■ ABOUT THIS EXERCISE
The records that follow must be transcribed in full, without any change.
---
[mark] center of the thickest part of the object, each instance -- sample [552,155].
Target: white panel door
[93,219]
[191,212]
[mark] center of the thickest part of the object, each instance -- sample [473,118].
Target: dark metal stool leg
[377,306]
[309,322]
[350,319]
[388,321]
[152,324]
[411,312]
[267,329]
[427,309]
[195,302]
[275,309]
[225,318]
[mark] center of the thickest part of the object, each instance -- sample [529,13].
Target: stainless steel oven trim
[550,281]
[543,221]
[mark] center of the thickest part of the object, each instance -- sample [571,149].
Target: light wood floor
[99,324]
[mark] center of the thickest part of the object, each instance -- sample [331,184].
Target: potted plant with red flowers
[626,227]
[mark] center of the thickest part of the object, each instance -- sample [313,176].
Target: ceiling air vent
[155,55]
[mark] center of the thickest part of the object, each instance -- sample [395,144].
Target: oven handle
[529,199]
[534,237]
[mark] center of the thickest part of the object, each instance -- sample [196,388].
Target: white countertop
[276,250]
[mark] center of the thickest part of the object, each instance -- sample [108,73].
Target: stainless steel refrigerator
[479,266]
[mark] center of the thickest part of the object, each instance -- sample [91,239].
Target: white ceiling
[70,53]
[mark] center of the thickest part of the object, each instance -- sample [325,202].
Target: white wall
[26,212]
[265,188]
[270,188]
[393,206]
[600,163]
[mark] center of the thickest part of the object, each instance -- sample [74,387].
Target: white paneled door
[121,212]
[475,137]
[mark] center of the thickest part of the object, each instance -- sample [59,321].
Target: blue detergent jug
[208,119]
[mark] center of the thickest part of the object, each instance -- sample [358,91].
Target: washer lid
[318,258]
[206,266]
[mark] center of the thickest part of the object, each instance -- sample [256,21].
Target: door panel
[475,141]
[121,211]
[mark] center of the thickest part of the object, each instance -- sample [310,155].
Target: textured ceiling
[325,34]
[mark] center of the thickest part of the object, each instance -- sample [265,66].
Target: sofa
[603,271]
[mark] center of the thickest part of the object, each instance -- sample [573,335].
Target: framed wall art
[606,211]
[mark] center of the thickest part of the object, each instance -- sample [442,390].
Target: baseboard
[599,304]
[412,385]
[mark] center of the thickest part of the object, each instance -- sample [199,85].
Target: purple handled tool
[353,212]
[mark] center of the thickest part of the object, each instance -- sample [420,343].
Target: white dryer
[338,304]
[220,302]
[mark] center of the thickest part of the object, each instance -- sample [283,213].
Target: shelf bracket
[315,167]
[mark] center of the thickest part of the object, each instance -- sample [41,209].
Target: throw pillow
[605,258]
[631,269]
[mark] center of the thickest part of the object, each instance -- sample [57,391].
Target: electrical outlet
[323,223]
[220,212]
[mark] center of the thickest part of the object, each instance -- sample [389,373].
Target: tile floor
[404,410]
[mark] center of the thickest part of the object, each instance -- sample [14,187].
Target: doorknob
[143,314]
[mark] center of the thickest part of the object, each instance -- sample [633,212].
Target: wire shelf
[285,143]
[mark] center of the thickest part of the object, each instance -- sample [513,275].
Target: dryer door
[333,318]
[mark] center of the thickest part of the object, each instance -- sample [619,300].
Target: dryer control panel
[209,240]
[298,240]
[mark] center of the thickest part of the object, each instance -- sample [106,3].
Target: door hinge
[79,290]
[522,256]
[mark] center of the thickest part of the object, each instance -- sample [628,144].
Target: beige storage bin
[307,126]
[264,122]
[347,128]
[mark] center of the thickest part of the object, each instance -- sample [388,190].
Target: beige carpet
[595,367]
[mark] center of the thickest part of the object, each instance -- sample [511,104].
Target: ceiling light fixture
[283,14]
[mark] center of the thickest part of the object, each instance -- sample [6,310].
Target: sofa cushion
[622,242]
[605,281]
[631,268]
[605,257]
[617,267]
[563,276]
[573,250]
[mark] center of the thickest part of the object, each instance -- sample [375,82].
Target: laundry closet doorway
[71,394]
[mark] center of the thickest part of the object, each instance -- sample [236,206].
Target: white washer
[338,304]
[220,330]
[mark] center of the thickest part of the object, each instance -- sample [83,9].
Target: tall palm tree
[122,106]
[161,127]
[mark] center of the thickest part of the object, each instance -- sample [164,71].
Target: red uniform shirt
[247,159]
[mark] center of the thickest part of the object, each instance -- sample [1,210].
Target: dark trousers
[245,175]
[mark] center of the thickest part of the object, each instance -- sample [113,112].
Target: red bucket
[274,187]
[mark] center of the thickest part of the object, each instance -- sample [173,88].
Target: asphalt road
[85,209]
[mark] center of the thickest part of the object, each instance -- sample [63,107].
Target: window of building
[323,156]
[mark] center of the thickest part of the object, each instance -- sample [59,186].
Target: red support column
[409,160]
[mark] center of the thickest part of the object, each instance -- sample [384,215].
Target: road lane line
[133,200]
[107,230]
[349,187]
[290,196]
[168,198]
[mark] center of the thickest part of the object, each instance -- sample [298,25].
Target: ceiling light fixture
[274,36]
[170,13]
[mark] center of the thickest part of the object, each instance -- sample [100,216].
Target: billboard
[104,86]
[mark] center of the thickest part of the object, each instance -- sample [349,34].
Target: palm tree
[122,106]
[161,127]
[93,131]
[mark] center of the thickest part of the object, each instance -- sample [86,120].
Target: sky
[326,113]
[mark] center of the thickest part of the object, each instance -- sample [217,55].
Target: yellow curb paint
---
■ TASK RESPONSE
[mark] center of the thickest part of the object, each instance -- sample [552,155].
Target: white panel door
[93,219]
[191,212]
[mark] center of the thickest part of the object, each instance -- sample [473,118].
Target: dark metal stool leg
[377,306]
[309,322]
[350,319]
[388,321]
[152,324]
[411,312]
[267,329]
[427,309]
[195,302]
[275,309]
[225,318]
[mark] center of the thickest part of the object, each instance -- sample [529,13].
Target: stainless steel oven trim
[550,281]
[543,221]
[mark] center of the thickest part of the object, each instance -- sample [571,149].
Target: light wood floor
[99,324]
[mark] center of the thickest part of the object, each instance -- sample [331,184].
Target: potted plant with red flowers
[626,227]
[mark] center of the thickest part of the object, each instance -- sample [313,176].
Target: ceiling air vent
[155,55]
[mark] center of the thickest part of the object, each instance -- sample [395,144].
Target: oven handle
[529,199]
[534,237]
[mark] center of the thickest part of the object, each instance -- sample [196,388].
Target: white countertop
[276,250]
[mark] center of the thickest part of the object, each instance -- sample [108,73].
Target: stainless steel refrigerator
[479,266]
[mark] center of the thickest part of the object, each instance -- sample [91,239].
Target: white ceiling
[70,53]
[mark] center of the thickest part of the object, each instance -- sample [325,202].
Target: white wall
[26,212]
[265,188]
[270,188]
[393,206]
[600,163]
[mark] center of the thickest part of the object, each instance -- sample [74,387].
Target: white paneled door
[121,212]
[475,137]
[mark] center of the thickest part of the object, each instance -- sample [59,321].
Target: blue detergent jug
[208,119]
[mark] center of the thickest part of the object, each instance -- sample [358,91].
Target: washer lid
[318,258]
[206,266]
[mark] center of the thickest part of the object, each instance -- sample [256,21].
Target: door panel
[475,141]
[121,211]
[mark] center of the thickest part of the object, each instance -- sample [310,155].
Target: textured ceiling
[325,34]
[mark] center of the thickest part of the object, each instance -- sample [265,66].
Target: sofa
[603,271]
[mark] center of the thickest part of the object, each instance -- sample [573,335].
Target: framed wall art
[606,211]
[mark] center of the thickest part of the object, each instance -- sample [442,390].
Target: baseboard
[599,304]
[412,385]
[mark] center of the thickest part of the object, each instance -- sample [199,85].
Target: purple handled tool
[353,212]
[mark] center of the thickest part of the object, each instance -- sample [420,343].
Target: white dryer
[338,304]
[220,302]
[mark] center of the thickest part of the object, each instance -- sample [283,213].
Target: shelf bracket
[315,167]
[mark] center of the thickest part of the object, each instance -- sample [41,209].
Target: throw pillow
[605,258]
[631,269]
[mark] center of the thickest part of the object, each instance -- sample [57,391].
Target: electrical outlet
[323,223]
[220,212]
[mark] center of the thickest part of the object, each instance -- sample [389,373].
Target: tile floor
[404,410]
[mark] center of the thickest part of the object, each instance -- sample [14,187].
Target: doorknob
[143,314]
[mark] center of the thickest part of the object, each instance -- sample [633,212].
Target: wire shelf
[285,143]
[mark] center of the thickest part of the object, each instance -- sample [513,275].
Target: dryer door
[333,318]
[mark] center of the thickest part of the object, each instance -- sample [619,300].
Target: dryer control panel
[209,240]
[298,240]
[mark] center of the thickest part of the object, each instance -- sample [106,3].
Target: door hinge
[79,290]
[522,256]
[mark] center of the thickest part of the object, each instance -- sample [628,144].
Target: beige storage bin
[307,126]
[264,122]
[347,128]
[mark] center of the thickest part of the object, each instance -- sample [388,190].
Target: beige carpet
[595,367]
[mark] center of the thickest part of the object, each instance -- sample [511,104].
Target: ceiling light fixture
[283,14]
[mark] center of the thickest part of the object, each instance -- sample [6,310].
Target: sofa cushion
[622,242]
[605,281]
[631,268]
[605,257]
[617,267]
[563,276]
[573,250]
[mark] center of the thickest part of the object, each instance -- sample [375,82].
Target: laundry closet doorway
[71,394]
[mark] center of the thickest part of the object, each instance -- sample [236,206].
Target: white washer
[338,304]
[220,330]
[mark] center of the thickest part of the object, each instance -- sample [83,9].
Target: tall palm tree
[122,106]
[161,127]
[mark] center of the thickest part of the object, each instance -- sample [164,71].
Target: red uniform shirt
[247,159]
[mark] center of the thickest part of the object, each instance -- sample [1,210].
Target: dark trousers
[245,175]
[mark] center of the thickest part of the object, each instance -- sample [113,112].
Target: red bucket
[274,187]
[mark] center of the thickest part of the object, each instance -- sample [173,88].
Target: asphalt road
[85,209]
[mark] center of the thickest part of the object, each instance -- sample [63,107].
Target: window of building
[323,156]
[mark] center of the thickest part of the object, each instance -- sample [59,186].
Target: red support column
[409,160]
[mark] center of the thickest part of the object, each instance -- sample [384,215].
Target: road lane line
[133,200]
[107,230]
[349,187]
[290,196]
[168,198]
[mark] center of the thickest part of the object, each instance -- sample [298,25].
Target: ceiling light fixture
[274,36]
[170,13]
[mark] center of the thickest part of the object, each instance -- sample [100,216].
Target: billboard
[104,86]
[mark] center of the thickest part of the object, each instance -- sample [349,34].
Target: palm tree
[122,106]
[161,127]
[93,131]
[mark] center of the thickest part of the object, each instance -- sample [86,120].
Target: sky
[326,113]
[mark] center of the thickest part of the object, each instance -- sample [217,55].
Target: yellow curb paint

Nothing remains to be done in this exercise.